### WRITTEN TASKS
A. From the LHCb detector description below, list each component of the calorimeter system.
B. According to the LHCb detector description below, what is the bending power of the dipole magnet?
C. Carry on the LHCb detector description below, picking up after its final sentence.

### SOURCE EXTRACT
%%
The LHCb detector is a single-arm forward spectrometer covering the pseudorapidity range between 2 and 5. The detector includes a
high-precision tracking system consisting of a silicon-strip vertex detector surrounding the $p-p$ interaction region, a large-area
silicon-strip detector located upstream of a dipole magnet with a bending power of about 4 Tm, and three stations of silicon-strip
detectors and straw drift tubes placed downstream. The combined tracking system provides a momentum measurement with relative
uncertainty that varies from 0.4\% at 5 GeV/$c$ to 0.6\% at 100 GeV/$c$, and impact parameter resolution of 20 $\mu$m for tracks with high transverse momenta. Charged hadrons are identified using two ring-imaging Cherenkov detectors. Photon, electron and hadron candidates are identified by a calorimeter system consisting of scintillating-pad and preshower detectors, an electromagnetic calorimeter and a hadronic calorimeter. Muons are identified by a system composed of alternating layers of iron and multiwire proportional chambers. The trigger consists of a hardware stage, based on information from the calorimeter and muon systems, followed by a software stage, which applies a full event reconstruction.
%%
Collected data entries:
%%
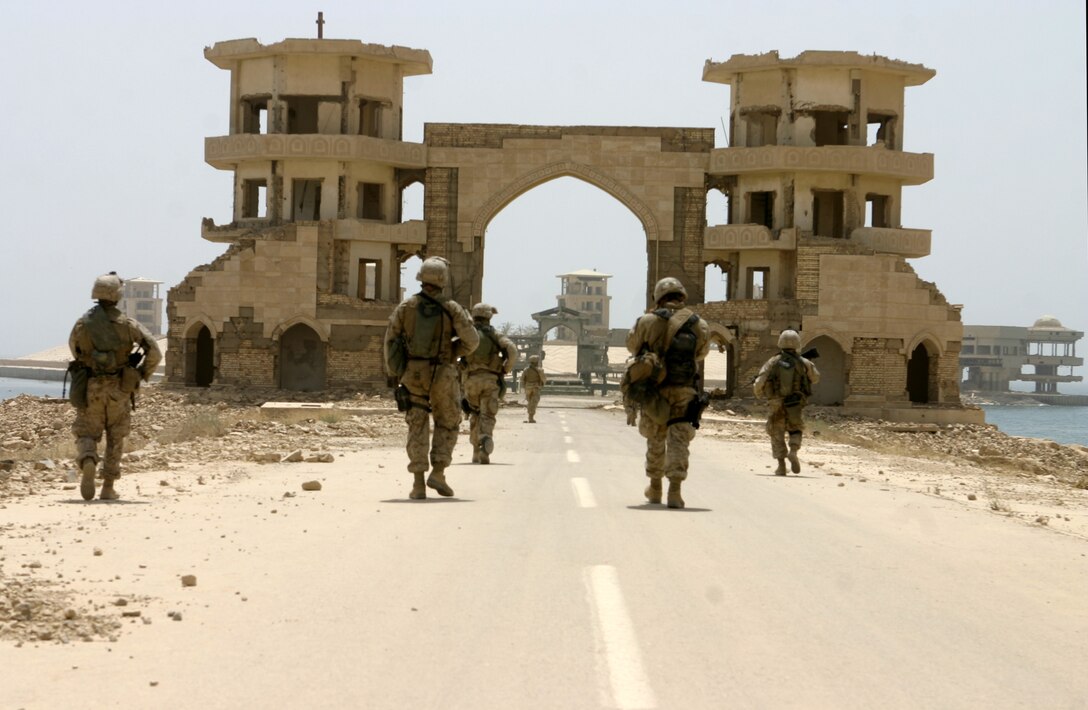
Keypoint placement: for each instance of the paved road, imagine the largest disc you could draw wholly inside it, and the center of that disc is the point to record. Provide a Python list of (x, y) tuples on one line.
[(547, 583)]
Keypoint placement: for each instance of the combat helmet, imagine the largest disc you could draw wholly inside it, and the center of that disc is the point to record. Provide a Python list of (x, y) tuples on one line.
[(107, 287), (434, 271), (789, 340), (483, 311), (666, 286)]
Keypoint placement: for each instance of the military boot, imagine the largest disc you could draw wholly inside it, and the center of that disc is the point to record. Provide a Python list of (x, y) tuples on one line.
[(437, 481), (653, 491), (418, 489), (108, 493), (674, 496), (87, 481)]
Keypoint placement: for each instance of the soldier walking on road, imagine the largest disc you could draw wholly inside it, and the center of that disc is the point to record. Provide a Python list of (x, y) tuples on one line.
[(112, 353), (485, 381), (786, 381), (532, 382), (425, 335), (680, 339)]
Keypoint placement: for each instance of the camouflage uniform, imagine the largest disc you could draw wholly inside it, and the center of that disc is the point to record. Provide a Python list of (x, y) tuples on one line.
[(784, 421), (667, 445), (110, 388), (532, 382), (433, 384), (486, 365)]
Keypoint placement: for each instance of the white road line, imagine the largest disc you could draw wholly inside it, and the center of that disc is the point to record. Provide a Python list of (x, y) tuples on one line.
[(583, 493), (627, 679)]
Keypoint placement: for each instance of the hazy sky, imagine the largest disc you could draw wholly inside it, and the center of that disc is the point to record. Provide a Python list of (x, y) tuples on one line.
[(106, 107)]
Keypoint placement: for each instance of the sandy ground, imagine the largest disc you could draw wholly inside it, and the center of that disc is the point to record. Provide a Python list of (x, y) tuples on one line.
[(198, 549)]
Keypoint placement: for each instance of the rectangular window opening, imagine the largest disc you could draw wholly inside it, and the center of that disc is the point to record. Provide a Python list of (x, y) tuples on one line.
[(827, 213), (762, 128), (757, 277), (370, 117), (255, 115), (831, 127), (876, 210), (370, 279), (254, 199), (369, 199), (880, 129), (301, 114), (762, 209), (306, 200)]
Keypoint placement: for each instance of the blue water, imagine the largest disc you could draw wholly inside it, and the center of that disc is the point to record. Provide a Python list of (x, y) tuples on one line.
[(1062, 424), (13, 387)]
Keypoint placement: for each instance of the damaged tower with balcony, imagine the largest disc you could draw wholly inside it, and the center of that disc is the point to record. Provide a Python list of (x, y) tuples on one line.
[(299, 299), (814, 179)]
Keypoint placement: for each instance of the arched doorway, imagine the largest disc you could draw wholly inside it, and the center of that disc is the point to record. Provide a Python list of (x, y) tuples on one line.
[(831, 363), (301, 359), (920, 375), (205, 362)]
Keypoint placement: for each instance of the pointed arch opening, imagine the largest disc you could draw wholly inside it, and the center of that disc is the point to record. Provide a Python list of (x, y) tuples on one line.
[(591, 260)]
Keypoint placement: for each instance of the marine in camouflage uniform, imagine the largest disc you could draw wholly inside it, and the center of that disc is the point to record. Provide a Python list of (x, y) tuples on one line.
[(786, 382), (681, 340), (431, 376), (485, 369), (532, 381), (104, 383)]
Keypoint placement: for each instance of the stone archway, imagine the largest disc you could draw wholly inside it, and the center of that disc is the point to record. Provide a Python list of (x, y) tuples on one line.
[(301, 359), (922, 370), (831, 363), (199, 351), (478, 169)]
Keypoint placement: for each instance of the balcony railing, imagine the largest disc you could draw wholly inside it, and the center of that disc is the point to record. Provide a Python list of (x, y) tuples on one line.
[(905, 243), (739, 237), (911, 169), (226, 151), (410, 232)]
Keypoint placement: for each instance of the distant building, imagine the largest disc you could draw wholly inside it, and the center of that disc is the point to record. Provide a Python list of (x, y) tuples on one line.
[(996, 355), (585, 291), (141, 301)]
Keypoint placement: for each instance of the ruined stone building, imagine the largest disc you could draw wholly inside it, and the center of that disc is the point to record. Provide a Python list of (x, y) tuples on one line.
[(813, 240), (586, 290), (1045, 353), (140, 299)]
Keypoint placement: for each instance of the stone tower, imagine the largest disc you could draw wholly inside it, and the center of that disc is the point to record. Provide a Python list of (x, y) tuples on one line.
[(814, 176), (316, 237)]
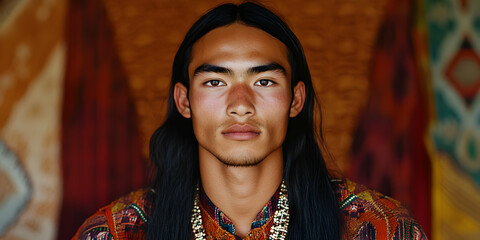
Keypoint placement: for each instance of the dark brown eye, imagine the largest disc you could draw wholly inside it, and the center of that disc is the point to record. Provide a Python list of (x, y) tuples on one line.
[(214, 83), (264, 82)]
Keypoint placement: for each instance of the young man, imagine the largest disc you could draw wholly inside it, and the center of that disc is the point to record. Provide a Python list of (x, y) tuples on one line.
[(237, 156)]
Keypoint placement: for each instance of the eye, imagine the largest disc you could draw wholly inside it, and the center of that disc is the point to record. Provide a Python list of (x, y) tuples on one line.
[(214, 83), (264, 82)]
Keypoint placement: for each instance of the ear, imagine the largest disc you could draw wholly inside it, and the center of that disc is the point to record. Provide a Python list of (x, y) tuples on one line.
[(298, 99), (180, 94)]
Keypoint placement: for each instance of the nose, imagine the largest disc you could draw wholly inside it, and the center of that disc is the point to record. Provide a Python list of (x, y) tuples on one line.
[(241, 101)]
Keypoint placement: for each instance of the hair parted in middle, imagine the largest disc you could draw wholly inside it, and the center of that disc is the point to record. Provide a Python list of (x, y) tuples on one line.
[(314, 211)]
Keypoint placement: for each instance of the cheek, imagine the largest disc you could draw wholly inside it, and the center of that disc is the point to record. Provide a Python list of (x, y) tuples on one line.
[(277, 109), (205, 108)]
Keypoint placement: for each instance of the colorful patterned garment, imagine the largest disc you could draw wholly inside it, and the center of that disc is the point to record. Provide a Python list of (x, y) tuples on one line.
[(367, 214)]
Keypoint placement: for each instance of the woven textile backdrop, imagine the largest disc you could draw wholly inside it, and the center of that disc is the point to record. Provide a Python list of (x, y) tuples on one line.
[(338, 37), (453, 27), (32, 53), (133, 42)]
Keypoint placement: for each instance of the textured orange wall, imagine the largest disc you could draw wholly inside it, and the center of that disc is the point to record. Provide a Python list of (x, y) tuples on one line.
[(338, 37)]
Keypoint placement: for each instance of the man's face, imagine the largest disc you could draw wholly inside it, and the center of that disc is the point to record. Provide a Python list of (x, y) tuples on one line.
[(240, 97)]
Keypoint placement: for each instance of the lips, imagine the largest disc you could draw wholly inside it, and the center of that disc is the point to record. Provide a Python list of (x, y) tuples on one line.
[(241, 132)]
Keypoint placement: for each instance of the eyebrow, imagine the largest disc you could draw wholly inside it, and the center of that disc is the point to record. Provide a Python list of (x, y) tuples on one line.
[(253, 70)]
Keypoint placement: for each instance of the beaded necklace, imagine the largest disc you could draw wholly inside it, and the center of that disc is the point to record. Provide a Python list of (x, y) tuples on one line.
[(278, 231)]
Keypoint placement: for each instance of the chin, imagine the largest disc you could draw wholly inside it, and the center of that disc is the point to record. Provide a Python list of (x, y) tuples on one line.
[(246, 161)]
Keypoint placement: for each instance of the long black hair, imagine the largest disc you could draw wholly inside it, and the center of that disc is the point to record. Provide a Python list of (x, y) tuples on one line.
[(314, 212)]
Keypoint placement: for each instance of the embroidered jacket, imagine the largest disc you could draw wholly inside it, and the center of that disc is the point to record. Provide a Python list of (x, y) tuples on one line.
[(368, 215)]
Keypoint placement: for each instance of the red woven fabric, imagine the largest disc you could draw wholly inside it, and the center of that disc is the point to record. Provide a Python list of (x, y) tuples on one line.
[(101, 156), (389, 152)]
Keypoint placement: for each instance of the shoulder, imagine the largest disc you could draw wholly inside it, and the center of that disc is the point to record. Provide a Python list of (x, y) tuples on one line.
[(124, 217), (372, 215)]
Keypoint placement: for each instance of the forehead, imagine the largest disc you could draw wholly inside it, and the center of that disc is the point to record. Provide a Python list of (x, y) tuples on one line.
[(238, 43)]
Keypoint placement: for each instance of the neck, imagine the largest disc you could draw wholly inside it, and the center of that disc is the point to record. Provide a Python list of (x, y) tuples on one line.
[(241, 192)]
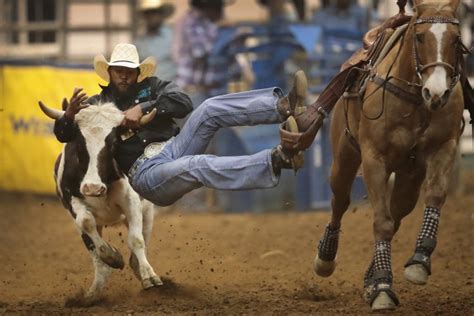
%%
### ANSWERS
A. Scintillating-pad detectors, preshower detectors, an electromagnetic calorimeter, and a hadronic calorimeter.

B. About 4 Tm.

C.
\section{Overview of LHCb computing activities in 2018}
The usage of offline computing resources involved: (a) the production of simulated events, which runs continuously; (b) running user jobs, which is also continuous; (c) stripping cycles before and after the end of data taking; (d) processing (i.e. reconstruction and stripping of the full stream, µDST streaming of the TURBO stream) of data taken in 2018 in proton-proton and heavy ion collisions; (e) centralized production of ntuples for analysis working groups.
Activities related to the 2018 data taking were tested in May and started at the beginning of the LHC physics run mid-June. A steady processing and export of data transferred from the pit to offline were always seen.
We recall that LHCb implemented in Run2 a trigger strategy, by which the high-level trigger is split in two parts. The first one (HLT1), synchronous with data taking, writes events at a 150kHz output rate in a temporary disk buffer located on the HLT farm nodes. Real-time calibrations and alignments are then performed and used in the second high-level trigger stage (HLT2), where event reconstruction algorithms as close as possible to those run offline are applied, and event selection is taking place.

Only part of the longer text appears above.